INFORMATION GIVEN —
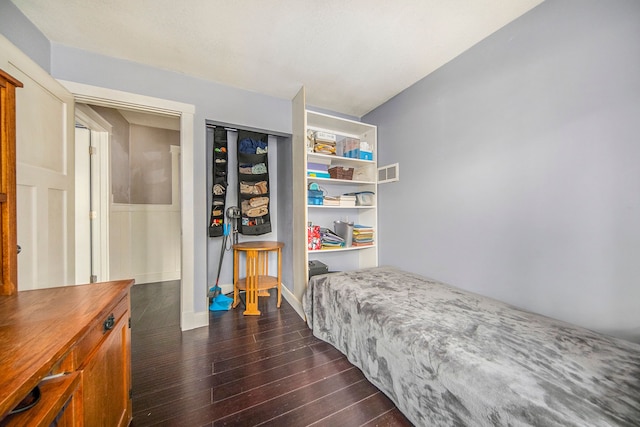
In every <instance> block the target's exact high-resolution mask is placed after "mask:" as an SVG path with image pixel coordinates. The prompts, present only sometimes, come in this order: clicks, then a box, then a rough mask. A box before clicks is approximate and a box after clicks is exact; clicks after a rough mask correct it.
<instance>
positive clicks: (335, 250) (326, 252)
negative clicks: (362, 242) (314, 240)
mask: <svg viewBox="0 0 640 427" xmlns="http://www.w3.org/2000/svg"><path fill="white" fill-rule="evenodd" d="M375 247H376V244H375V243H374V244H373V245H369V246H349V247H348V248H335V249H315V250H312V251H307V252H308V253H309V255H311V254H313V255H316V254H330V253H334V252H347V251H360V250H363V249H373V248H375Z"/></svg>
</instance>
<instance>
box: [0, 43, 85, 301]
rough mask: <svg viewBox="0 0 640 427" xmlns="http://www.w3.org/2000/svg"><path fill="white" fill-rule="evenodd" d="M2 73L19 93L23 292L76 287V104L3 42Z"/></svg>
mask: <svg viewBox="0 0 640 427" xmlns="http://www.w3.org/2000/svg"><path fill="white" fill-rule="evenodd" d="M0 68H2V69H4V70H5V71H6V72H8V73H9V74H11V75H12V76H14V77H15V78H17V79H18V80H20V81H21V82H22V83H23V85H24V87H23V88H22V89H19V90H18V91H17V93H16V160H17V164H16V175H17V176H16V179H17V216H18V244H19V245H20V246H21V248H22V251H21V253H20V255H19V256H18V290H27V289H39V288H49V287H54V286H63V285H69V284H73V283H75V268H74V266H75V259H74V257H75V241H74V235H75V233H74V227H75V226H74V219H75V211H74V203H75V201H74V147H73V140H74V112H73V105H74V99H73V96H72V95H71V93H69V91H67V90H66V89H65V88H64V87H63V86H62V85H61V84H60V83H58V82H57V81H56V80H55V79H54V78H52V77H51V76H50V75H49V74H48V73H47V72H46V71H44V70H43V69H42V68H40V67H39V66H38V65H37V64H36V63H35V62H33V61H32V60H31V59H30V58H29V57H27V56H26V55H25V54H24V53H22V52H21V51H20V50H19V49H18V48H16V47H15V46H14V45H13V44H11V43H10V42H9V41H8V40H7V39H6V38H4V37H0Z"/></svg>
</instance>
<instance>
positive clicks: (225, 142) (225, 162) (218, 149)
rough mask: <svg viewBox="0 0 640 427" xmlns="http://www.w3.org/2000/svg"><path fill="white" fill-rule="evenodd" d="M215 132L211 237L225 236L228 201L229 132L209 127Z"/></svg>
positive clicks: (211, 199) (211, 214)
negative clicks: (228, 148) (227, 164)
mask: <svg viewBox="0 0 640 427" xmlns="http://www.w3.org/2000/svg"><path fill="white" fill-rule="evenodd" d="M212 130H213V168H212V171H213V186H212V189H211V192H212V197H211V219H210V220H209V237H219V236H222V235H223V234H224V232H223V230H224V211H225V202H226V199H227V173H228V171H227V160H228V155H227V154H228V151H227V130H226V129H224V128H223V127H220V126H216V127H215V128H213V129H212V128H211V127H208V128H207V132H211V131H212Z"/></svg>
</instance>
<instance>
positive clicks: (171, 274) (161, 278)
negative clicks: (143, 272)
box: [133, 271, 233, 290]
mask: <svg viewBox="0 0 640 427" xmlns="http://www.w3.org/2000/svg"><path fill="white" fill-rule="evenodd" d="M133 278H134V279H135V281H136V283H137V284H142V283H156V282H169V281H171V280H180V272H179V271H168V272H163V273H146V274H138V275H134V277H133ZM232 290H233V289H232Z"/></svg>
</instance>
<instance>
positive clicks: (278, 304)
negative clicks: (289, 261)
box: [277, 249, 282, 308]
mask: <svg viewBox="0 0 640 427" xmlns="http://www.w3.org/2000/svg"><path fill="white" fill-rule="evenodd" d="M277 255H278V308H280V303H281V302H282V256H281V255H282V250H281V249H278V251H277Z"/></svg>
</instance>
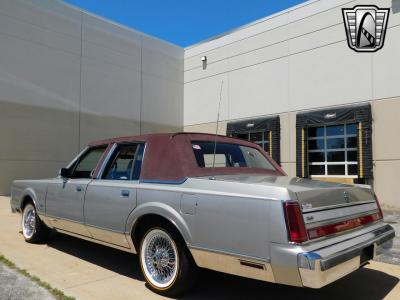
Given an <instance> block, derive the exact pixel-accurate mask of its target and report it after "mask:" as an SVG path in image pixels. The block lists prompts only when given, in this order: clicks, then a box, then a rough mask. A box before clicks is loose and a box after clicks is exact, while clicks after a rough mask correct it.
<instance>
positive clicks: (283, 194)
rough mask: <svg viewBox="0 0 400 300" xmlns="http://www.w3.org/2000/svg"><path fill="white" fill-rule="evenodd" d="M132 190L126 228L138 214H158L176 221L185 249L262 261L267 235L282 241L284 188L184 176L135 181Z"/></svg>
mask: <svg viewBox="0 0 400 300" xmlns="http://www.w3.org/2000/svg"><path fill="white" fill-rule="evenodd" d="M137 193H138V194H137V201H138V206H137V207H136V209H135V210H134V211H133V213H132V214H131V216H130V217H129V219H128V228H127V231H128V232H129V230H130V229H129V228H132V227H133V226H134V224H135V222H136V220H137V219H138V218H139V217H140V216H142V215H144V214H150V213H154V214H159V215H161V216H164V217H166V218H167V219H169V220H170V221H171V222H172V223H174V224H175V225H176V227H177V228H178V230H179V231H180V232H181V234H182V236H183V237H184V239H185V241H186V242H187V244H188V245H189V246H190V247H193V248H198V249H204V250H211V251H217V252H223V253H229V254H234V255H239V256H248V257H254V258H259V259H264V260H268V259H269V242H270V241H271V239H272V240H274V239H275V240H278V241H282V240H284V239H286V230H283V229H284V228H285V227H284V226H285V223H284V218H283V214H282V204H281V200H285V199H288V197H289V194H288V191H287V190H286V189H285V188H280V187H266V186H260V185H254V184H248V183H237V182H224V181H216V180H209V179H203V178H189V179H188V180H187V181H186V182H185V183H183V184H180V185H162V184H140V185H139V188H138V191H137ZM276 211H277V212H278V213H276ZM274 228H279V229H278V232H276V230H275V229H274ZM282 230H283V232H282ZM286 241H287V240H286Z"/></svg>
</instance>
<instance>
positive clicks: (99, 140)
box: [89, 132, 286, 183]
mask: <svg viewBox="0 0 400 300" xmlns="http://www.w3.org/2000/svg"><path fill="white" fill-rule="evenodd" d="M215 139H216V140H217V142H219V143H234V144H239V145H243V146H248V147H252V148H256V149H258V150H260V151H261V153H262V154H263V155H264V156H265V157H266V158H267V159H268V160H269V161H270V162H271V164H272V165H273V166H274V167H275V168H276V171H271V170H266V169H258V168H221V167H218V168H214V169H213V168H201V167H199V166H198V164H197V162H196V158H195V155H194V153H193V149H192V145H191V143H192V141H208V142H210V141H211V142H214V141H215ZM126 142H145V143H146V149H145V153H144V160H143V164H142V170H141V174H140V180H141V181H145V182H146V181H147V182H172V183H174V182H175V183H177V182H182V181H184V180H186V178H188V177H200V176H209V175H226V174H265V175H278V176H283V175H286V174H285V172H284V171H283V170H282V169H281V167H280V166H279V165H278V164H277V163H276V162H275V161H274V160H272V158H271V157H269V155H268V154H267V153H266V152H265V151H264V150H263V149H262V148H261V147H260V146H258V145H257V144H254V143H250V142H247V141H243V140H239V139H235V138H231V137H226V136H221V135H218V136H215V134H206V133H186V132H181V133H157V134H146V135H138V136H128V137H118V138H112V139H106V140H98V141H94V142H91V143H90V144H89V146H100V145H106V144H113V143H126ZM108 149H110V147H108ZM106 152H107V151H106ZM106 154H107V153H105V154H104V156H103V157H105V156H106Z"/></svg>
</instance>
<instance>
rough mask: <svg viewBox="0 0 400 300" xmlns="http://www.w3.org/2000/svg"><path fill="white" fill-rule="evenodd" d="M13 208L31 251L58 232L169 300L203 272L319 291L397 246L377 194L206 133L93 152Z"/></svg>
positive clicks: (106, 145) (220, 137)
mask: <svg viewBox="0 0 400 300" xmlns="http://www.w3.org/2000/svg"><path fill="white" fill-rule="evenodd" d="M11 208H12V211H13V212H16V211H18V212H21V213H22V231H23V235H24V237H25V239H26V241H27V242H32V243H34V242H37V241H40V240H42V241H43V240H44V239H45V238H46V237H47V235H48V232H49V230H50V229H54V230H56V231H59V232H62V233H65V234H70V235H73V236H76V237H80V238H84V239H87V240H90V241H94V242H98V243H101V244H104V245H108V246H111V247H115V248H118V249H121V250H126V251H129V252H133V253H138V256H139V261H140V266H141V268H142V271H143V274H144V277H145V279H146V281H147V283H148V285H149V287H150V288H151V289H152V290H154V291H156V292H158V293H161V294H164V295H176V294H178V293H181V292H183V291H184V290H186V289H187V288H189V287H190V286H191V284H192V283H193V282H194V279H195V274H196V269H197V267H203V268H209V269H212V270H217V271H221V272H225V273H230V274H235V275H240V276H244V277H248V278H254V279H259V280H264V281H269V282H276V283H281V284H287V285H293V286H304V287H311V288H320V287H323V286H325V285H327V284H329V283H331V282H333V281H335V280H337V279H339V278H341V277H343V276H345V275H346V274H349V273H351V272H353V271H355V270H357V269H358V268H360V267H362V266H363V265H364V264H366V263H367V262H368V261H369V260H371V259H373V258H374V257H375V256H376V255H377V254H379V251H381V250H382V249H383V248H385V247H390V246H391V243H392V239H393V237H394V230H393V228H392V227H391V226H390V225H387V224H384V223H383V220H382V211H381V209H380V206H379V203H378V200H377V199H376V197H375V195H374V193H373V191H372V190H371V189H370V188H368V187H361V186H359V187H357V186H352V185H344V184H333V183H326V182H318V181H312V180H306V179H299V178H289V177H287V176H286V174H285V173H284V172H283V170H282V169H281V168H280V167H279V166H278V165H277V164H276V163H275V162H274V161H273V160H272V159H271V158H270V157H269V156H268V154H267V153H265V152H264V151H263V150H262V149H261V148H260V147H259V146H258V145H256V144H253V143H250V142H246V141H242V140H238V139H233V138H229V137H223V136H215V135H208V134H199V133H177V134H151V135H142V136H135V137H125V138H115V139H109V140H102V141H96V142H93V143H90V144H89V145H88V147H87V148H85V149H84V150H83V151H82V152H81V153H80V154H79V155H78V156H77V157H76V158H75V159H74V160H72V162H71V163H70V164H69V165H68V166H67V167H66V168H63V169H61V170H60V173H59V176H58V177H57V178H54V179H46V180H18V181H15V182H14V183H13V186H12V198H11Z"/></svg>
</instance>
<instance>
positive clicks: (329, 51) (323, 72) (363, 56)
mask: <svg viewBox="0 0 400 300" xmlns="http://www.w3.org/2000/svg"><path fill="white" fill-rule="evenodd" d="M289 74H290V76H289V84H290V91H289V94H290V110H291V111H295V110H304V109H313V108H318V107H325V106H331V105H340V104H346V103H353V102H360V101H366V100H369V99H371V98H372V78H371V54H368V53H364V54H363V55H360V54H359V53H356V52H354V51H350V49H348V47H347V42H341V43H337V44H333V45H330V46H326V47H322V48H319V49H316V50H312V51H307V52H304V53H300V54H296V55H292V56H290V71H289Z"/></svg>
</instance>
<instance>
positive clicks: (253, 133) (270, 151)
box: [234, 131, 271, 153]
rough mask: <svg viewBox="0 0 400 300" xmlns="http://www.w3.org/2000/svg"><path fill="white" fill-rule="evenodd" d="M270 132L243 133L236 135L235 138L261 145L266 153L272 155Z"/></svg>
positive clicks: (234, 135)
mask: <svg viewBox="0 0 400 300" xmlns="http://www.w3.org/2000/svg"><path fill="white" fill-rule="evenodd" d="M270 134H271V132H270V131H264V132H262V131H260V132H248V133H241V134H236V135H234V137H236V138H238V139H242V140H246V141H249V142H253V143H255V144H257V145H259V146H260V147H261V148H263V149H264V151H266V152H268V153H270V152H271V149H270Z"/></svg>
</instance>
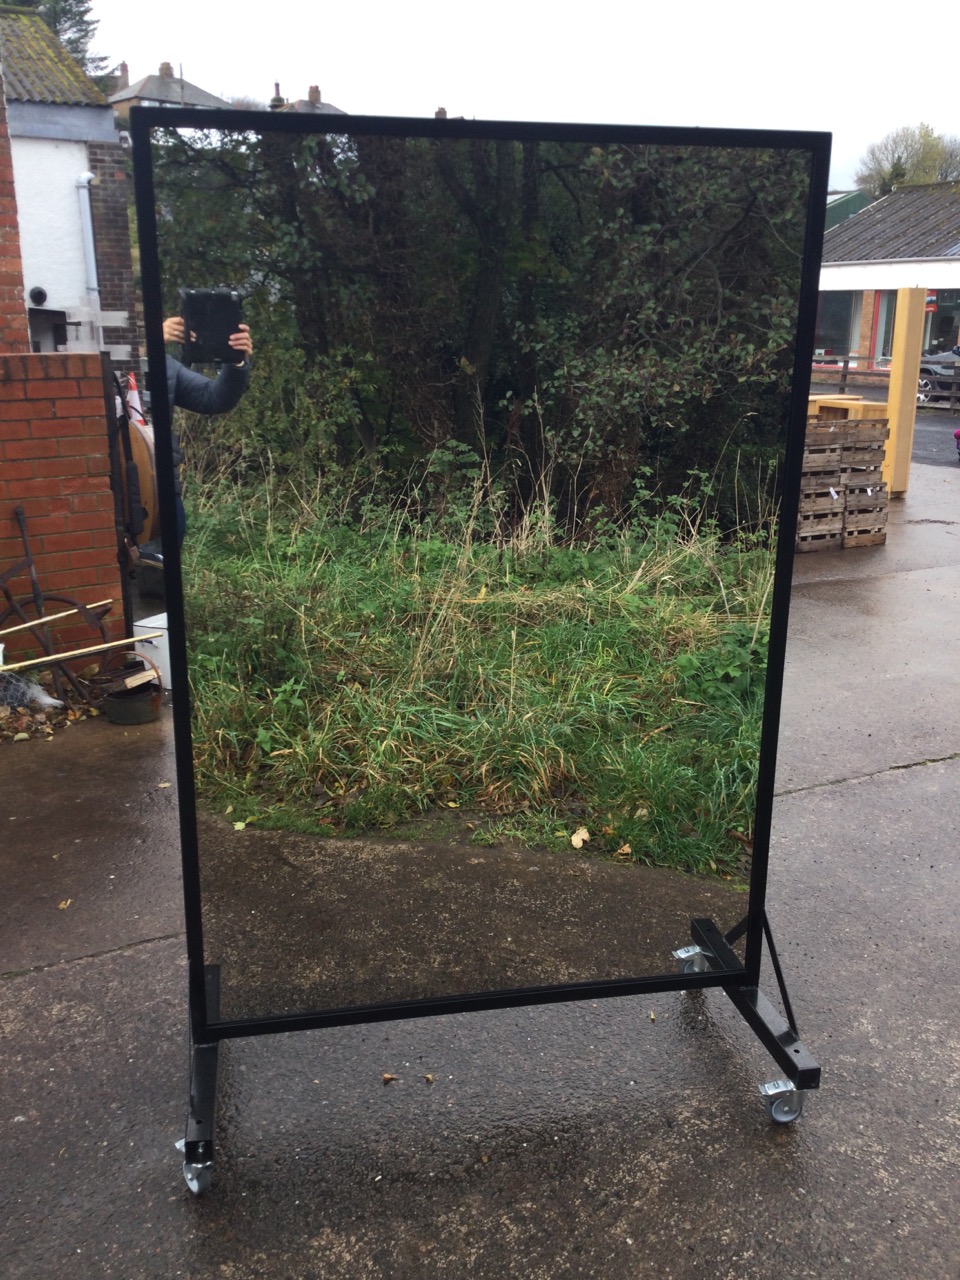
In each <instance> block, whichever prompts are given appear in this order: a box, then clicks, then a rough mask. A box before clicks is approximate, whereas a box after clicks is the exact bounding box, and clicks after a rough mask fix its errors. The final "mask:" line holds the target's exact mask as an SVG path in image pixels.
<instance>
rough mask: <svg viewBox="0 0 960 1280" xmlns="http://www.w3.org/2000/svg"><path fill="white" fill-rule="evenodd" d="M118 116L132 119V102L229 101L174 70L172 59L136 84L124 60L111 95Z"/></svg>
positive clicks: (225, 105)
mask: <svg viewBox="0 0 960 1280" xmlns="http://www.w3.org/2000/svg"><path fill="white" fill-rule="evenodd" d="M108 101H109V102H110V106H111V108H113V109H114V111H115V113H116V118H118V120H122V122H125V120H129V114H131V108H132V106H172V108H178V106H209V108H229V105H230V104H229V102H227V101H224V100H223V99H221V97H216V95H215V93H207V91H206V90H205V88H200V87H198V86H196V84H191V83H189V81H186V79H183V77H182V76H174V74H173V65H172V64H170V63H160V72H159V73H157V74H156V76H145V77H143V78H142V79H138V81H137V82H136V83H134V84H131V82H129V72H128V69H127V63H120V82H119V84H118V86H116V90H115V91H114V92H113V93H110V97H109V99H108Z"/></svg>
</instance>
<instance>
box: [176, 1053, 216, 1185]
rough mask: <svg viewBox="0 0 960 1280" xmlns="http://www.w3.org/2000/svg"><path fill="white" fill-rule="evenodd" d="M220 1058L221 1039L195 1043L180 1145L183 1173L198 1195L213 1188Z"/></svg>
mask: <svg viewBox="0 0 960 1280" xmlns="http://www.w3.org/2000/svg"><path fill="white" fill-rule="evenodd" d="M219 1060H220V1043H219V1041H218V1042H215V1043H212V1044H195V1046H193V1055H192V1061H191V1070H189V1111H188V1114H187V1132H186V1135H184V1138H182V1139H180V1142H178V1143H177V1148H178V1151H180V1152H182V1155H183V1176H184V1179H186V1181H187V1187H189V1189H191V1190H192V1192H193V1194H195V1196H201V1194H202V1193H204V1192H205V1190H209V1188H210V1183H211V1180H212V1172H214V1128H215V1125H216V1075H218V1068H219Z"/></svg>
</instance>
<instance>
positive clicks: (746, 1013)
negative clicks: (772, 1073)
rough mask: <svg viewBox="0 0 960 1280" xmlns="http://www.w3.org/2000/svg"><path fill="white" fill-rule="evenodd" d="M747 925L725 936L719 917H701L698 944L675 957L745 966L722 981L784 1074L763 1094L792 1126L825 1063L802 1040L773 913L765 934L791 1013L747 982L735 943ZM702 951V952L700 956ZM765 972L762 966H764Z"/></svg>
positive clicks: (695, 924) (778, 1118) (776, 974)
mask: <svg viewBox="0 0 960 1280" xmlns="http://www.w3.org/2000/svg"><path fill="white" fill-rule="evenodd" d="M745 929H746V925H745V923H744V924H740V925H737V927H736V928H735V929H732V931H731V932H730V933H727V934H722V933H721V932H719V929H718V928H717V925H716V924H714V923H713V920H708V919H699V920H692V922H691V931H690V932H691V934H692V937H694V946H692V947H681V948H680V950H678V951H675V952H673V955H675V956H676V959H677V960H678V961H680V964H681V966H682V965H685V964H690V965H692V964H699V963H700V957H703V959H705V961H707V968H709V969H717V970H718V972H719V973H723V972H724V970H740V974H741V977H740V978H736V977H732V978H731V980H730V982H722V983H721V986H722V987H723V989H724V991H726V993H727V996H728V997H730V1000H731V1001H732V1002H733V1005H735V1007H736V1009H737V1011H739V1012H740V1015H741V1016H742V1018H744V1020H745V1021H746V1023H748V1025H749V1027H750V1029H751V1030H753V1032H754V1034H755V1036H756V1038H758V1039H759V1041H760V1043H762V1044H763V1047H764V1048H765V1050H767V1052H768V1053H769V1055H771V1056H772V1057H773V1060H774V1062H776V1064H777V1066H778V1068H780V1069H781V1071H782V1073H783V1076H782V1078H780V1079H777V1080H771V1082H769V1083H767V1084H762V1085H760V1093H762V1096H763V1098H764V1101H765V1102H767V1111H768V1114H769V1116H771V1120H773V1121H774V1123H776V1124H791V1123H792V1121H794V1120H796V1119H797V1117H799V1115H800V1112H801V1111H803V1105H804V1093H805V1092H806V1091H809V1089H818V1088H819V1085H820V1065H819V1062H818V1061H817V1060H815V1059H814V1057H813V1055H812V1053H810V1052H809V1050H808V1048H806V1046H805V1044H804V1043H803V1041H801V1039H800V1032H799V1030H797V1027H796V1021H795V1019H794V1010H792V1007H791V1005H790V996H788V995H787V989H786V983H785V980H783V972H782V969H781V966H780V959H778V956H777V948H776V947H774V945H773V936H772V934H771V928H769V924H768V923H767V916H765V914H764V918H763V933H764V937H765V940H767V948H768V951H769V957H771V963H772V965H773V973H774V975H776V979H777V987H778V991H780V995H781V1000H782V1004H783V1010H785V1012H786V1016H783V1014H781V1012H780V1011H778V1010H777V1009H776V1007H774V1006H773V1005H772V1004H771V1002H769V1000H768V998H767V997H765V996H764V995H763V992H762V991H760V989H759V986H758V984H756V983H755V979H754V980H753V982H751V980H750V979H749V978H748V979H746V982H745V980H744V977H742V974H744V965H742V961H741V960H740V957H739V956H737V954H736V952H735V951H733V947H732V943H733V942H736V941H737V938H740V937H742V934H744V932H745ZM694 952H699V956H696V955H694ZM681 972H682V973H703V972H704V969H700V968H696V969H694V968H689V969H684V968H681ZM758 972H759V965H758Z"/></svg>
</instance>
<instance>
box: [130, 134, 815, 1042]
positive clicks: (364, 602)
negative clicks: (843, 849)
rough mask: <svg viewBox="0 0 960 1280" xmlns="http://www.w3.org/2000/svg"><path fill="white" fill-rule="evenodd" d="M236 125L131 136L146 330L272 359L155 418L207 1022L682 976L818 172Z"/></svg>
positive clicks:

WHAT NEEDS TO BE DONE — Report the lines above that contain "pixels".

ANSWER AREA —
Given an <instance> block, derive the exact pixel-accurate mask of its target and report it after "mask:" as an SVG path in image pixels. The block lists prompts only when given, in this order: clicks, then a box, then a rough mask. A box before clicks is loose and a box after clicks is exact, while clicks after a rough mask correct it.
In each <instance> block, whichever prompts are given appear in this order: a box, then clicks, then a rough mask. A box before clicks is approximate, whereas a box after clicks is the exact bounding box, and clicks after a rough mask fix its errors. The final "mask:" line holds the target's exact mask as an SVG path in image pixels.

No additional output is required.